Collect all lines from the records below that include the word "instance".

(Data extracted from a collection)
════

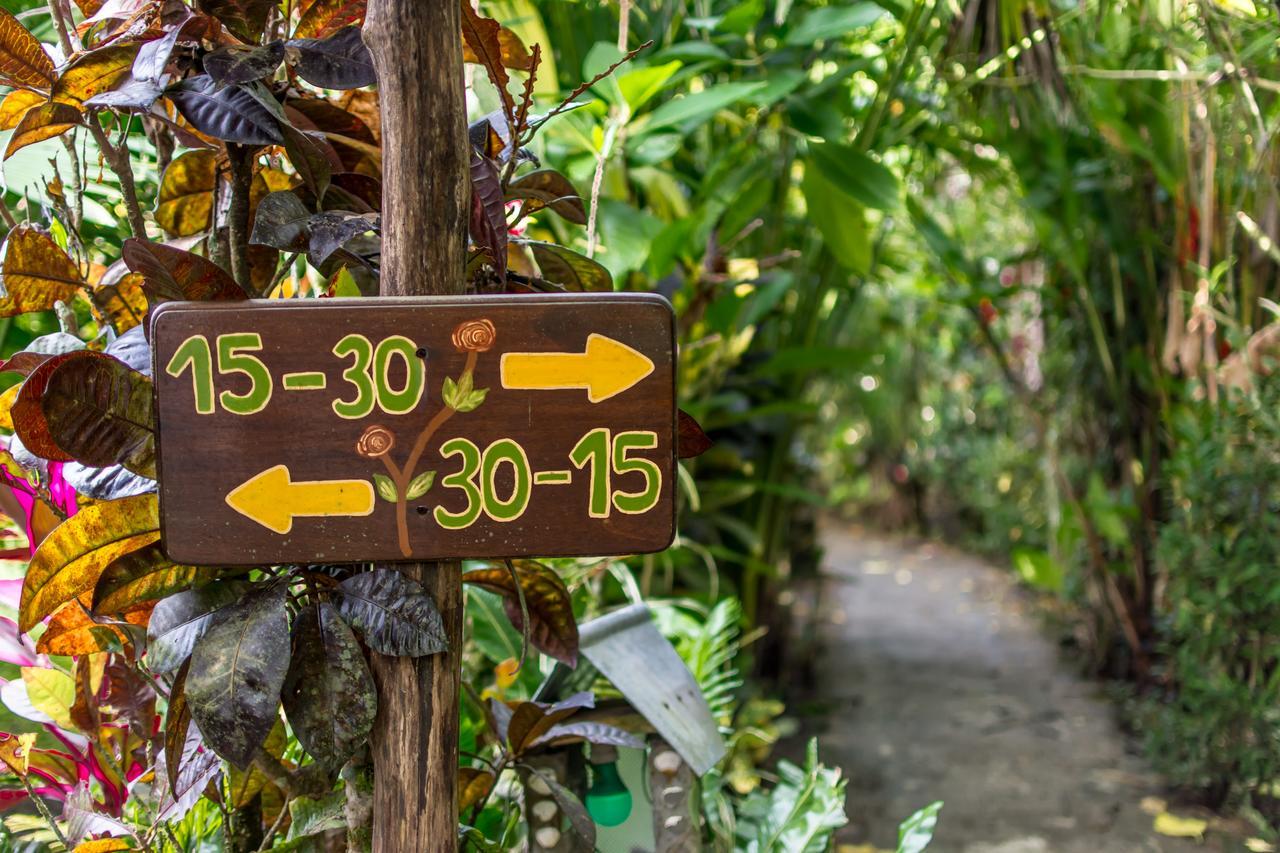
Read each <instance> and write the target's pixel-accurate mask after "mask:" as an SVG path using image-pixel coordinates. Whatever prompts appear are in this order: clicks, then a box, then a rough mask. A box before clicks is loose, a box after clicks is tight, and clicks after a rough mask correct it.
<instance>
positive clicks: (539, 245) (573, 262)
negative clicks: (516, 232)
mask: <svg viewBox="0 0 1280 853" xmlns="http://www.w3.org/2000/svg"><path fill="white" fill-rule="evenodd" d="M521 243H524V245H526V246H529V247H530V248H531V250H532V252H534V260H536V261H538V268H539V269H540V270H541V272H543V277H544V278H547V279H548V280H550V282H556V283H557V284H562V286H563V287H564V289H567V291H604V292H608V291H612V289H613V277H612V275H609V270H607V269H605V268H604V266H602V265H600V264H598V263H596V261H594V260H591V259H590V257H588V256H586V255H579V254H577V252H575V251H573V250H572V248H566V247H563V246H558V245H556V243H543V242H539V241H536V240H524V241H521Z"/></svg>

════

Output of the exercise ▸
Read each <instance> and write the target's pixel-accurate mask after "mask:" as an SVG path using image-pixel coordinates. Whatever prompts appear are in this order: clicks, then a box, then a rough mask. A box before clicks is loose, a box after clicks is tight, and clicks after a rough mask correct it.
<instance>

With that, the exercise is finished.